> _WHAT TO DO_:
1. In the passage about the OpenOffice file format, which file holds the style definitions?
2. Pick up the passage about OpenOffice styles after its final sentence and keep going in the same voice.

::: PASSAGE

First of all, the OO.o file format is a zip file, containing a fragmented version of a document with all the textual content and metadata in XML. I am interested in the word processing component for this project, and I was able to take the default 'blank' document that is built in to the product, save it as a template, and add the new styles and lists for the WP Interop project. It was trivially easy to take the default 'style.xml' file which, weirdly, contains the style definitions, and add new definitions to it using an XSLT stylesheet to automatically create both a paragraph style and a list style (if required) for a representative sample of the styles we will need.

This is a great job for a computer, building styles that are easily parameterized. The same is presumably possible in Word using an XML-ized version of a document, but it is easy to do in Word's macro language, and there is an existing macro from my past we can adapt.

The bad news about OO.o is that the macro language is a horror, worse by far the Word's VBA and recording a macro to generate lists generates a tiny bit of usable code, some commented-out code (!) and some big gaps where it records nothing. Lucky the file format is easy to hack. And another thing about OO.o; while it has an 'export as XHTML' with a hackable stylesheet, it only works properly for images if you run the stylesheet on a saved document that you have unzipped.

The second trick was also easy but it took two weeks of very part-time mucking around to figure it out, during which time I explored all sorts of dead-end solutions that weren't.

::::::
::: SUPPLIED INFORMATION

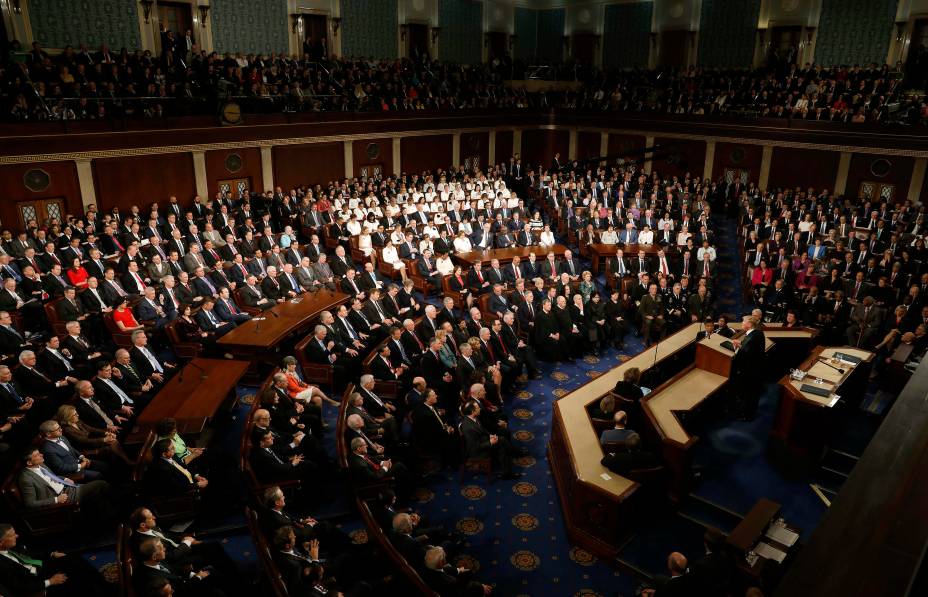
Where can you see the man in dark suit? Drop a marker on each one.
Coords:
(481, 444)
(152, 569)
(226, 309)
(431, 432)
(26, 573)
(69, 308)
(498, 302)
(12, 341)
(146, 362)
(208, 321)
(747, 365)
(63, 459)
(351, 285)
(679, 582)
(167, 476)
(253, 296)
(570, 266)
(426, 267)
(364, 470)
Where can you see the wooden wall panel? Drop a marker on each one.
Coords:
(503, 146)
(318, 163)
(540, 145)
(588, 145)
(143, 180)
(676, 157)
(365, 154)
(62, 183)
(866, 167)
(433, 152)
(737, 156)
(626, 146)
(250, 168)
(804, 168)
(476, 145)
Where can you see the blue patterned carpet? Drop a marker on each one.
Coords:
(515, 536)
(514, 529)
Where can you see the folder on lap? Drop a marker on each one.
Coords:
(818, 391)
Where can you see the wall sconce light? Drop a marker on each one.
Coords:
(146, 9)
(297, 22)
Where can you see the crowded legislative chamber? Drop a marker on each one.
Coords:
(463, 298)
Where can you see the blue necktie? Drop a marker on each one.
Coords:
(55, 477)
(12, 390)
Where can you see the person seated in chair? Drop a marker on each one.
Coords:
(618, 435)
(63, 459)
(481, 444)
(184, 551)
(167, 476)
(446, 579)
(25, 573)
(629, 457)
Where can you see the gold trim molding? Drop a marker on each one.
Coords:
(314, 140)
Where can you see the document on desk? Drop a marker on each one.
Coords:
(782, 535)
(771, 553)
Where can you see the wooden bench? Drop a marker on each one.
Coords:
(168, 507)
(376, 533)
(316, 373)
(47, 520)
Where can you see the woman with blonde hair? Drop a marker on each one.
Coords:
(85, 437)
(300, 390)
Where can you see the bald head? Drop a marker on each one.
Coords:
(676, 563)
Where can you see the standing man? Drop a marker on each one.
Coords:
(747, 366)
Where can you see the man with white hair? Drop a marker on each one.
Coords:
(446, 579)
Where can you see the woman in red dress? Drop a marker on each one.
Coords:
(124, 318)
(77, 275)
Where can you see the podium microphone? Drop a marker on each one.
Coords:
(823, 361)
(203, 375)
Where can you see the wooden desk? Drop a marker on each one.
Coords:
(258, 335)
(598, 504)
(752, 530)
(598, 252)
(505, 255)
(801, 429)
(193, 397)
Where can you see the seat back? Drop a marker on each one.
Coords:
(341, 445)
(317, 373)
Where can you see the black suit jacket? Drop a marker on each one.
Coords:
(162, 478)
(476, 439)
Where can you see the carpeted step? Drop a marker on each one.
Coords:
(646, 552)
(709, 514)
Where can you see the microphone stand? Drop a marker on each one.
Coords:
(827, 364)
(203, 375)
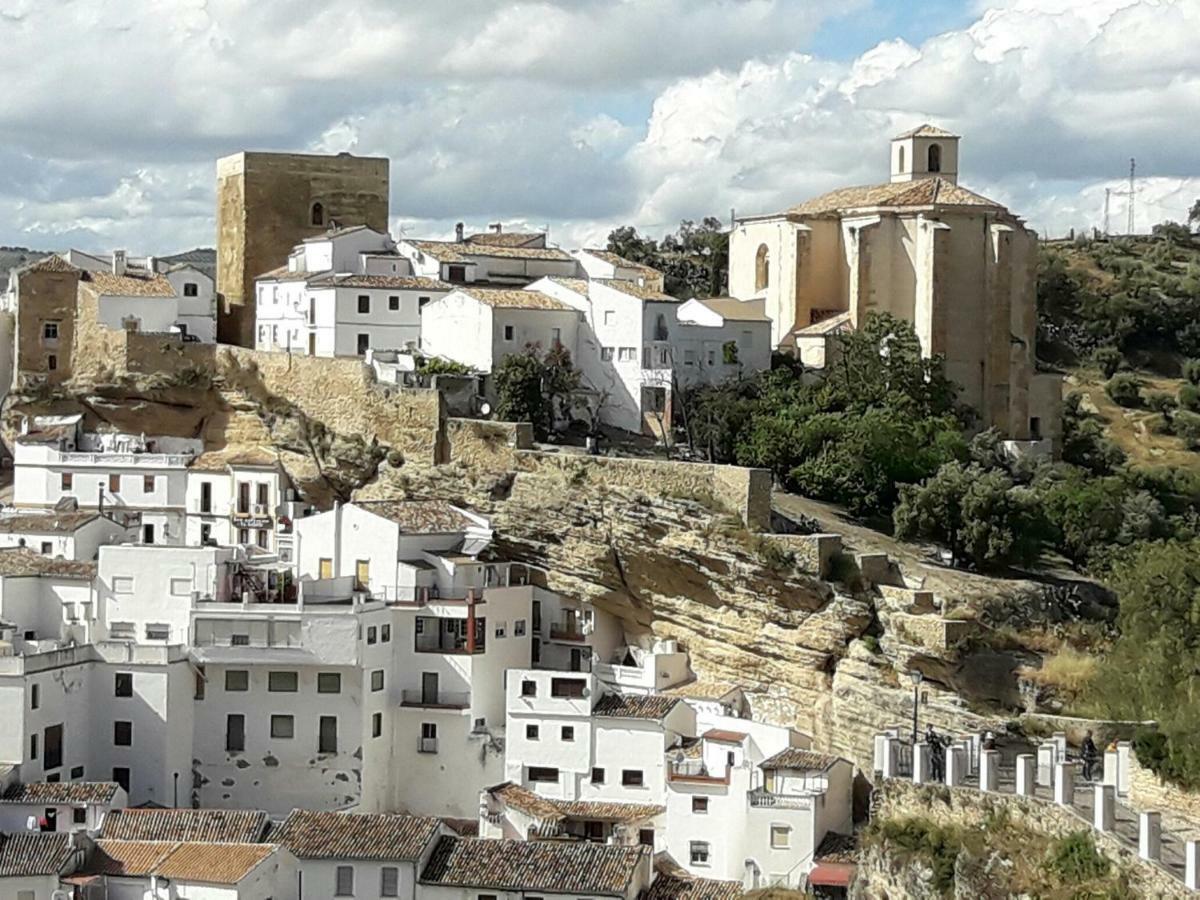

::::::

> _RESULTS OF THE EXERCISE_:
1. The default 'style.xml' file.

2.
The problem was how to take a flat list of lists as spat-out by OO.o (leaving out the items in the lists):

<text:unordered-list text:style-name="l1">
...
</text:unordered-list>
<text:unordered-list text:style-name="l2">
...
</text:unordered-list>
<text:unordered-list text:style-name="l1">
...
</text:unordered-list>

And get the middle list to embed in the first and the third to become part of the first.

<ul class="l1"> 
... 
<li> …<ul class="l2*"> ... </ul></li>
</ul>

I worked out early on that the solution was going to involve processing item by item using the 'following-sibling' axis. So you start with the first list, and it will call the next one, which may become embedded in the first. The trick is to take two runs at it. One in 'embed' mode, where you let things nest in each other, the second in 'find-more-at-the-same-level' mode, where you ignore anything that is embeddable and look for the continuation of the list you are already in, both of them called recursively.

Code for both of the above is coming as part of a first-release OO.o Writer template, as soon as I have enough to be usable. Maybe later this week.